- Goal of the exercise: Exactly reproduce the line that contains "toy in the photo above." and all lines after it in the entries below, through the very last line.

[start of Dataset records]

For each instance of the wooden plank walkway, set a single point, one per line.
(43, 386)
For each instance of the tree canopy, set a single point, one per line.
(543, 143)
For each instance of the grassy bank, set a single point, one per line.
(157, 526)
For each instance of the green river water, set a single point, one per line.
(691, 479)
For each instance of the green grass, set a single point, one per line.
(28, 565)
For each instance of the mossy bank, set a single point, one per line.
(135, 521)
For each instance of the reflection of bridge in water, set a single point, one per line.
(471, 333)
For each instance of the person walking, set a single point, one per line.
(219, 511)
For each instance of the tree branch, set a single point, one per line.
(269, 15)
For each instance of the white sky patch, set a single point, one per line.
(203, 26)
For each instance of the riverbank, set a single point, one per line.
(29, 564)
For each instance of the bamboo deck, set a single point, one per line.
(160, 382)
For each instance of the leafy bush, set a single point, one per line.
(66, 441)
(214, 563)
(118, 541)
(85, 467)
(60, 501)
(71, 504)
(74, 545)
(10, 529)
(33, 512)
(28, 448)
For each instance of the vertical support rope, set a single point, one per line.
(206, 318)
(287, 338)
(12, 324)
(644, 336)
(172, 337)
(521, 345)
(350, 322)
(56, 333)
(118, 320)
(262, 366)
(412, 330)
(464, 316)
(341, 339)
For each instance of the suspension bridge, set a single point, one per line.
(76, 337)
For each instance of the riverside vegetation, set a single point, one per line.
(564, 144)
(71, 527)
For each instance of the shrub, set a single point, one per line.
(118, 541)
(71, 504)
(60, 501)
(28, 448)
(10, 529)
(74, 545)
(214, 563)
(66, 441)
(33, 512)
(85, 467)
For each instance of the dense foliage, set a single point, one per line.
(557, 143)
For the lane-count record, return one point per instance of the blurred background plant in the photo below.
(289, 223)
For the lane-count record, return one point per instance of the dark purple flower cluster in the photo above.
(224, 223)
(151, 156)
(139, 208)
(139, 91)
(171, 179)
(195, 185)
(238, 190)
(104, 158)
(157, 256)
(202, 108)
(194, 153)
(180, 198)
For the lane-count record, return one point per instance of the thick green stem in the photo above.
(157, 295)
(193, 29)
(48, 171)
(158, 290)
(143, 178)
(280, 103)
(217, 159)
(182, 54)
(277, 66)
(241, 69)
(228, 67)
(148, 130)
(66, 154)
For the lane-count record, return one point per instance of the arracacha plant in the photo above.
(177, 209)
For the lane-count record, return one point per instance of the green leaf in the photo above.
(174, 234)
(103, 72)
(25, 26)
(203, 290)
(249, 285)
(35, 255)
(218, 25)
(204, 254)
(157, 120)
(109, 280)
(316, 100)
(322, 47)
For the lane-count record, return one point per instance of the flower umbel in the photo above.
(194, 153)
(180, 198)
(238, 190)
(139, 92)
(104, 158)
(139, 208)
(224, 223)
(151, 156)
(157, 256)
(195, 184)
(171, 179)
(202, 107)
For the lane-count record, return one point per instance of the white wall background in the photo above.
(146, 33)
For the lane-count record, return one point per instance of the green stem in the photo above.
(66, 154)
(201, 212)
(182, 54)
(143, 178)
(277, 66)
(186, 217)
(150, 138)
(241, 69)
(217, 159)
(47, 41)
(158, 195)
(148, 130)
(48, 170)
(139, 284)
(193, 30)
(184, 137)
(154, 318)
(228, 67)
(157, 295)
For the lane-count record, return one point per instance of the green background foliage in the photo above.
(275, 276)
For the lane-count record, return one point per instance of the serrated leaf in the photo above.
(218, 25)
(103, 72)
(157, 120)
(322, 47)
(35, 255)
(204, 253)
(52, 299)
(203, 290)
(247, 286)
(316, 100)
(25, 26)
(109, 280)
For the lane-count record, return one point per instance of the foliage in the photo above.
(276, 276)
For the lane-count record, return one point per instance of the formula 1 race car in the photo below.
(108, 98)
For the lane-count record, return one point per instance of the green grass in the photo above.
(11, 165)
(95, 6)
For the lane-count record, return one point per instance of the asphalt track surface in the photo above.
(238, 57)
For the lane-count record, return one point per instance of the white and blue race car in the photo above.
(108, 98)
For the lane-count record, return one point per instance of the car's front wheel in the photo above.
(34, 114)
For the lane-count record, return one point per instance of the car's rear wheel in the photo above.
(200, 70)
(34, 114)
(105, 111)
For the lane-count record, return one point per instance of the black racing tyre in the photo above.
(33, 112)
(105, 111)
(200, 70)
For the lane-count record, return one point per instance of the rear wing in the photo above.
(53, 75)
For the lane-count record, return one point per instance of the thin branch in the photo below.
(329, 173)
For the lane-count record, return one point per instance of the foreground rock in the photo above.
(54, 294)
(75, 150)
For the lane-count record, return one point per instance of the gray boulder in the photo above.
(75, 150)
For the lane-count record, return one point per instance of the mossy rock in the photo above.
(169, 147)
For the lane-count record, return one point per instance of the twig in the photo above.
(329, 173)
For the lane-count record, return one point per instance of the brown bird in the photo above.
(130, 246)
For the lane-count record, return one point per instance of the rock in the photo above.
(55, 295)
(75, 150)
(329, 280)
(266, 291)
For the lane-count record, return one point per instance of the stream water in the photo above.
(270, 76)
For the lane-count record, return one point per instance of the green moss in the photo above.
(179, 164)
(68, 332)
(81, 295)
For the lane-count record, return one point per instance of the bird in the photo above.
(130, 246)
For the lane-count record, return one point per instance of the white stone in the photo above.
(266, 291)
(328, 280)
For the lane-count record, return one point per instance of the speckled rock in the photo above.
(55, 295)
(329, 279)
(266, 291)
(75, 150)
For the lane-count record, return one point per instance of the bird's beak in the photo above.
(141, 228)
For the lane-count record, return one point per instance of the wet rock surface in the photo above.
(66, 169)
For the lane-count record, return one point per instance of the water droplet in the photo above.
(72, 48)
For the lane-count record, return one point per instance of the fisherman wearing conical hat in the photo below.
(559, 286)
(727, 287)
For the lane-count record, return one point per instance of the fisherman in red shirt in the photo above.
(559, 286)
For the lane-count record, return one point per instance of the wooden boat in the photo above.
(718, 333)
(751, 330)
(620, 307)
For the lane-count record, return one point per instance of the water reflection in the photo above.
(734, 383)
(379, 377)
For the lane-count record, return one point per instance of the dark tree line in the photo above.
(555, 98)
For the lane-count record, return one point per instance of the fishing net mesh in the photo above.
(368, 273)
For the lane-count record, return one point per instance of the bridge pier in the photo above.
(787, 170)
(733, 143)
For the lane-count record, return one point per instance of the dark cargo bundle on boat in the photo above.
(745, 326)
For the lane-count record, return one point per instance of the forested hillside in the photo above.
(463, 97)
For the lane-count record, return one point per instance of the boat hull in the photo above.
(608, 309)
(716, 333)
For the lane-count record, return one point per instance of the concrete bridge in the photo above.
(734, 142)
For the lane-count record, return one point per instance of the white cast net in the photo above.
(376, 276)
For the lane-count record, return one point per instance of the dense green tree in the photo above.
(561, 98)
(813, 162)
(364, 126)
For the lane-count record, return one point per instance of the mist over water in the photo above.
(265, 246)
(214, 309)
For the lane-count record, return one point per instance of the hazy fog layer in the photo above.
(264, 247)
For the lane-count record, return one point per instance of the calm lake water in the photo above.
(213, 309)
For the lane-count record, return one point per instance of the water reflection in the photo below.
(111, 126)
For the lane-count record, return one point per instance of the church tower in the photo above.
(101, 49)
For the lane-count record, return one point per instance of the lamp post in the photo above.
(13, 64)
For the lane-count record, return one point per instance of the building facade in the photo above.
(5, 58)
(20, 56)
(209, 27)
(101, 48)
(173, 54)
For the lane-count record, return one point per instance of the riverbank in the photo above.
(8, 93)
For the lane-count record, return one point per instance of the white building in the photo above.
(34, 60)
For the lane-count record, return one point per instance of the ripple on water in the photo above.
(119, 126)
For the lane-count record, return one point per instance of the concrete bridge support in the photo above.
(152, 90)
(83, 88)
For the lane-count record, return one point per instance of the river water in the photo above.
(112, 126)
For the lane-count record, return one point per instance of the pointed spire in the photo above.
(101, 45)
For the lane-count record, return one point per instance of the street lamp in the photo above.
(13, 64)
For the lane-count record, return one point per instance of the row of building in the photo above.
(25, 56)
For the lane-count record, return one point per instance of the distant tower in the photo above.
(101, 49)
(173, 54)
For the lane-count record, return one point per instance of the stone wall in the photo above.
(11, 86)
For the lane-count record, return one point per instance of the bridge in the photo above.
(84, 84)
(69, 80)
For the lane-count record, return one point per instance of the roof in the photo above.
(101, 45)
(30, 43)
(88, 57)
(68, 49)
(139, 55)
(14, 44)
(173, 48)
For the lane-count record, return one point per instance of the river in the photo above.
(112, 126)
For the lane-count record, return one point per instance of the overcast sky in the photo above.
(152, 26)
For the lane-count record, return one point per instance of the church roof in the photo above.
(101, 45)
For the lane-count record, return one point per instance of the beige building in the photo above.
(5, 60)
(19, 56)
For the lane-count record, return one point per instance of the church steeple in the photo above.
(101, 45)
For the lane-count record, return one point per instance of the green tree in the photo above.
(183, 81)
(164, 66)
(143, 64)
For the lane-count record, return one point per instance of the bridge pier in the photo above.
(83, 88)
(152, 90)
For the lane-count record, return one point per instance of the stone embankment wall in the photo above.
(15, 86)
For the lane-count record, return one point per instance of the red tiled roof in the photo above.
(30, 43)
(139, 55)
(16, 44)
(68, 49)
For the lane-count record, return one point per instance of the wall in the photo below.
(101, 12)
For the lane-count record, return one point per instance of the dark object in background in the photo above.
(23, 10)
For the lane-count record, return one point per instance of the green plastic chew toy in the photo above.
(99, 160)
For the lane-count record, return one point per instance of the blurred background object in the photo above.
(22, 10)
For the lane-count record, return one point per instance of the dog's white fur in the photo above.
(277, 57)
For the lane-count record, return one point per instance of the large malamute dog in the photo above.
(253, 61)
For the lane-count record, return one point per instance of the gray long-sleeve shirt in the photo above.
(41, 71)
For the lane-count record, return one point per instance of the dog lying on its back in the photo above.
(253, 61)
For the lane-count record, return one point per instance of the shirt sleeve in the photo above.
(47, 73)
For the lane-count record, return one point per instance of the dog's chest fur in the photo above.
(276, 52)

[end of Dataset records]

- Response below:
For the lane-count record, return one point per instance of the green plastic chew toy in the photo above.
(99, 160)
For the lane-count record, return one point per instance of the blurred background object in the photo above.
(22, 10)
For the lane-count record, return one point per instance of the dog's white fur in the photo above.
(277, 57)
For the lane-count record, return one point per instance of the large malamute dog in the photo above.
(253, 61)
For the lane-count record, return one point per instance of the gray long-sleeve shirt in the photo above.
(41, 71)
For the lane-count record, return one point per instance of the dog lying on its back in the photo above.
(253, 61)
For the lane-count record, return one point per instance of the shirt sleeve in the photo above.
(47, 73)
For the lane-count record, return one point per instance of the dog's chest fur in the photo above.
(276, 52)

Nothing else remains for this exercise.